= WHAT YOU NEED TO DO =
Reproduce the data below word for word, line by line.

--- START OF TASK INPUTS ---

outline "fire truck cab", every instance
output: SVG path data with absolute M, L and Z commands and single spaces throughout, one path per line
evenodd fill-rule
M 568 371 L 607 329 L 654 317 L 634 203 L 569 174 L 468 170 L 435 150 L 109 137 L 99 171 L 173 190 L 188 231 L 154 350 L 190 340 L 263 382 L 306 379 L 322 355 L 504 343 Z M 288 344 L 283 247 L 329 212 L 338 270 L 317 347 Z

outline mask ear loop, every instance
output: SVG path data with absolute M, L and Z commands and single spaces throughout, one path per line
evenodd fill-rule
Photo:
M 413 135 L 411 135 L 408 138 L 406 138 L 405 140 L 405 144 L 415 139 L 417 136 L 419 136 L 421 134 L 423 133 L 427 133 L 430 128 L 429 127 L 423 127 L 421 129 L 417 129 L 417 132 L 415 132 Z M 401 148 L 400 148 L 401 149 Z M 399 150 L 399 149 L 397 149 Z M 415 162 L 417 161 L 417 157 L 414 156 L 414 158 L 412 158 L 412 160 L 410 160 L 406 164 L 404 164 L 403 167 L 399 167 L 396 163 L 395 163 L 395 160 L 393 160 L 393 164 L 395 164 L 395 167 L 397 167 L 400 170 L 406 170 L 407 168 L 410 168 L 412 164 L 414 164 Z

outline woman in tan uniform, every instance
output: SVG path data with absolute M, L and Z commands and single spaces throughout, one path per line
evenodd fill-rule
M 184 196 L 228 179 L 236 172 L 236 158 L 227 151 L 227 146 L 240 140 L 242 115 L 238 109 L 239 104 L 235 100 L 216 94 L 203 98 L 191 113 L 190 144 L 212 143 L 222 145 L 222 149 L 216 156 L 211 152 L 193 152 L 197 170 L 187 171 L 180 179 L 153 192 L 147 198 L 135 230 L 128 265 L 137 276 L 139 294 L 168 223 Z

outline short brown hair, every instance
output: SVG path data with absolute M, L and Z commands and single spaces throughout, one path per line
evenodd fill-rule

--- END OF TASK INPUTS ---

= OUTPUT OF THE EXERCISE =
outline "fire truck cab", every instance
output: SVG path data with absolute M, L and Z commands and single spaces throughout, one path per line
evenodd fill-rule
M 568 371 L 607 329 L 654 317 L 634 203 L 569 174 L 468 170 L 435 150 L 109 137 L 99 171 L 173 190 L 188 231 L 154 350 L 190 340 L 263 382 L 306 379 L 322 355 L 504 343 Z M 288 344 L 283 247 L 329 212 L 338 270 L 317 347 Z

outline mask ear loop, every instance
output: SVG path data with absolute M, L and Z commands and single spaces throughout, one path per line
evenodd fill-rule
Photo:
M 413 135 L 411 135 L 408 138 L 406 138 L 405 140 L 405 144 L 415 139 L 417 136 L 419 136 L 421 134 L 423 133 L 427 133 L 430 128 L 429 127 L 423 127 L 421 129 L 417 129 L 417 132 L 415 132 Z M 401 148 L 400 148 L 401 149 Z M 399 150 L 399 149 L 397 149 Z M 415 162 L 417 161 L 417 157 L 414 156 L 414 158 L 412 158 L 412 160 L 410 160 L 406 164 L 404 164 L 403 167 L 399 167 L 396 163 L 395 163 L 395 160 L 393 160 L 393 164 L 395 164 L 395 167 L 397 167 L 400 170 L 406 170 L 407 168 L 410 168 L 412 164 L 414 164 Z

outline woman in tan uniform, every instance
output: SVG path data with absolute M, L and Z commands and single spaces throughout, one path per line
evenodd fill-rule
M 184 196 L 228 179 L 236 172 L 236 158 L 227 151 L 227 146 L 240 140 L 242 115 L 238 109 L 239 104 L 235 100 L 216 94 L 203 98 L 191 113 L 190 144 L 212 143 L 222 145 L 222 149 L 216 156 L 211 152 L 193 152 L 197 170 L 187 171 L 180 179 L 153 192 L 147 198 L 135 230 L 128 265 L 137 276 L 139 294 L 168 223 Z

outline short brown hair, every instance
output: SVG path data with absolute M, L and Z commands and single spaces throughout, one path per line
evenodd fill-rule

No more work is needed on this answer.